Qué se pide -
A. En el hilo sobre el refrán «Beggars can't be choosers», ¿qué expresión señala Enlasarenas como la que más se ajusta a su significado?
B. Prosigue el hilo sobre el refrán «Beggars can't be choosers» a partir de su último mensaje.

# Beggars can't be choosers



## VenusEnvy

Quiero saber el modismo semejante de eso arriba: Beggars can't be choosers.


----------



## BasedowLives

i know of one that is along the same lines of this

A caballo regalado no se le mira el diente

don't look a gift horse in the mouth

but now that i think about it, it's not really the same...but upon searching for it i found "con buena hambre no hay mal pan"


----------



## VenusEnvy

BasedowLives said:
			
		

> i know of one that is along the same lines of this
> 
> A caballo regalado no se le mira el diente
> 
> don't look a gift horse in the mouth


I don't see what this has to do with the phrase I was asking about...



			
				BasedowLives said:
			
		

> but now that i think about it, it's not really the same...but upon searching for it i found "con buena hambre no hay mal pan"


Thanks!


Claro que hay más . . .


----------



## María Gabriela

Supongo que le cabe:
*No se le pude pedir peras al olmo*
Saludos desde el cono sur


----------



## Rayines

> I don't see what this has to do with the phrase I was asking about...


 *Claro, Nic., si tomamos una traducción literal de tu frase como "los mendigos no pueden elegir....(?)", la expresión que dio BasedowLives "A caballo regalado no se le miran los dientes" se refiere a que -como tú sabes, el pedigree de los animales se conoce mirándole la dentadura, o el paladar, creo- entonces significa que si te regalan algo, no puedes "elegir". "A buen hambre no hay pan duro", es otra, que se explica sola. Pero bueno, igualmente no sé si es esto lo que preguntabas....*


----------



## VenusEnvy

Rayines said:
			
		

> Claro, Nic., si tomamos una traducción literal de tu frase como "los mendigos no pueden elegir....(?)", la expresión que dio BasedowLives "A caballo regalado no se le miran los dientes" se refiere a que -como tú sabes, el pedigree de los animales se conoce mirándole la dentadura, o el paladar, creo- entonces significa que si te regalan algo, no puedes "elegir".


Gracias, Inés. Pero, ya lo sé qué significa la frase. Dicen lo mismo en inglés: Don't look a gift horse in the mouth. Pero, eso es diferente que "beggars can't be choosers".  

I'll stick with _Con buena hambre no hay mal pan_.


----------



## Whisky con ron

Yo hubiera pensado que "a caballo regalado no se le mira colmillo" era la trducción exacta de "beggars can't be choosers".  Si no es así, entonces no entiendo qué significa la frase en inglés....  Yo pensaba que significaba que quien recibe algo regalado no puede ponerse a exigir....

Si no es así, puede alguien explicármelo?

Ta.


----------



## BasedowLives

they are very simliar.

but if you were given a gift, you didn't beg for it.  that's the only difference.

they both convey the same sentiment of not being too picky though.


----------



## Enlasarenas

"A falta de pan, buenas son tortas" es lo que más se ajusta al significado de "beggars can't be choosers". (Al menos en España, ya que en muchos países latinoamericanos comen tortas en vez de pan )Arenas

P.D. También "A buena hambre no hay pan duro" se usa mucho por aquí.

Listado proporcionado -
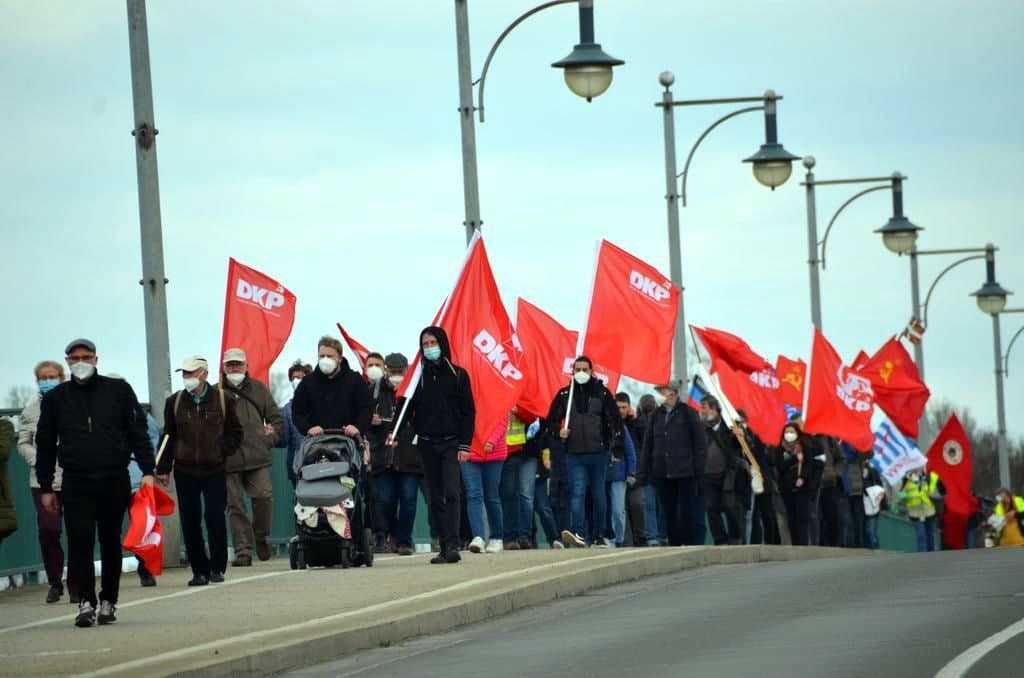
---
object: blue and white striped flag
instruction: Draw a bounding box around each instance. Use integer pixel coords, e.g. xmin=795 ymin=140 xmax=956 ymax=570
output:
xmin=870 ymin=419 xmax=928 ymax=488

--

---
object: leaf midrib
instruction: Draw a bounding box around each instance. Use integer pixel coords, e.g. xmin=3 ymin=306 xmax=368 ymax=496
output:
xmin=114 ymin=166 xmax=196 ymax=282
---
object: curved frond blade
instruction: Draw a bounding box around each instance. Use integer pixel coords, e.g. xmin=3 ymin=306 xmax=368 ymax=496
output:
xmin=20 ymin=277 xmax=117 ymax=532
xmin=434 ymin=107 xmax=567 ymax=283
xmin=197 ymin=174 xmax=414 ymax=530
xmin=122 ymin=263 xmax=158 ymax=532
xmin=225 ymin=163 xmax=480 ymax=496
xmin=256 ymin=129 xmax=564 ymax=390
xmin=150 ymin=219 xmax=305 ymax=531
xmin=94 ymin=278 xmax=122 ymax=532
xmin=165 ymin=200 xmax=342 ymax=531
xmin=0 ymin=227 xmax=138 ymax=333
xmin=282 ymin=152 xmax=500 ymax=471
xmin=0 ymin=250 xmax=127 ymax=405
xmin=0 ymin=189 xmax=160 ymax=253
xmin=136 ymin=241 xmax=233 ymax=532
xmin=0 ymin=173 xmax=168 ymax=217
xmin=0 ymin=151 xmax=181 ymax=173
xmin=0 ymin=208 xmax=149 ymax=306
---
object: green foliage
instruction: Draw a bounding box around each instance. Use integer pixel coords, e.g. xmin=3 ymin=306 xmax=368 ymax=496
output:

Respuestas por tarea -
A. «A falta de pan, buenas son tortas».

B.
----------



## María Gabriela

Insisto en el post número 4...


----------



## swift_precision

Creía que la expresión en ingles era "beggers can't be choosy"???


----------



## duder

swift_precision said:
			
		

> Creía que la expresión en ingles era "beggers can't be choosy"???



Aunque es casi equivalente lo que tú dices, creo que la expresión original es _beggars can't be choosers._ Fíjate que ésta además mantiene lo que en inglés llamamos el "parallel structure", empleando dos sustantivos en plural en vez de un sustantivo y un adjectivo. Por cierto, debería ser "begg*a*rs".


----------



## robm

"beggars can't be choosers" is not quite the same thing as "never look a gift horse in the mouth".

The first phrase implies that the recipient desires something and is in no position to reject a gift, whereas the second phrase implies that the recipient is being offered a gift without  having asked for it and it would be rude to reject it.


----------



## Pakal

María Gabriela said:
			
		

> Insisto en el post número 4...


No Maria Gabriel, it has nothing to do with what it's being discussed here.
"No se puede pedir peras al olmo" se aplica cuando pides algo imposible.
Slds


----------



## QUIJOTE

VenusEnvy said:
			
		

> Gracias, Inés. Pero, ya lo sé qué significa la frase. Dicen lo mismo en inglés: Don't look a gift horse in the mouth. Pero, eso es diferente que "beggars can't be choosers".
> 
> I'll stick with _Con buena hambre no hay mal pan_.


 
The most common I've heard in reference to beggars is..."mendigo y con garrote" or "mendigo y dando cambio".


----------



## adremd

Here an explanation of the phrase I found online if it helps anyone.

"People who depend on the generosity of others are in no position to dictate what others give them."


----------



## mhp

VenusEnvy said:
			
		

> Quiero saber el modismo semejante de eso arriba: Beggars can't be choosers.


I just love
a buen hambre no hay pan duro

But another equivalent expression is
la necesidad tiene cara de hereje


----------



## VenusEnvy

Hola mi gente amigable! Ya vuelvo con otra duda. 

Pensaba que ya había hecho esta pregunta.. de hecho, estaba casi segura. Pero, no lo encontraste. Curioso...

Hay un modismo en inglés que va así: *Beggars can't be chosers. *Significa que con una persona que no tiene mucho o que no tiene nada, no cabe ser exigente. 

Creo haber oído una expresión semejante...* De buen hambre no hay mal pan.* Así es? Significa lo mismo?



Gracias de antemano a todosssss!


----------



## Dorothea

No le pidas peras al olmo... algo así podría valer...?¿


----------



## Railway

Hola Venus.

Yo creo que si significa lo mismo.

Otra expresion parecida es cuando hay hambre no hay pan duro.


----------



## Nacho2006

Hay una expresión en Español parecida: "amo pobre no necesita criado"


----------



## Bilma

Limosnero con garrote....I have heared


----------



## Bilma

Dorothea said:
			
		

> No le pidas peras al olmo... algo así podría valer...?¿


 

That one means ''its like getting blood out of the stone''


----------



## qbnaenmiami

A caballo regalado no se le mira el colmillo...


----------



## VenusEnvy

qbnaenmiami said:
			
		

> A caballo regalado no se le mira el colmillo...


Perdon, pero en ingles ("to look a gift horse in the mouth") tiene otro significado sutilmente diferente.


----------



## La Luna Llena

¿Cual seria el equivalente de “Beggars can’t be choosers” en español?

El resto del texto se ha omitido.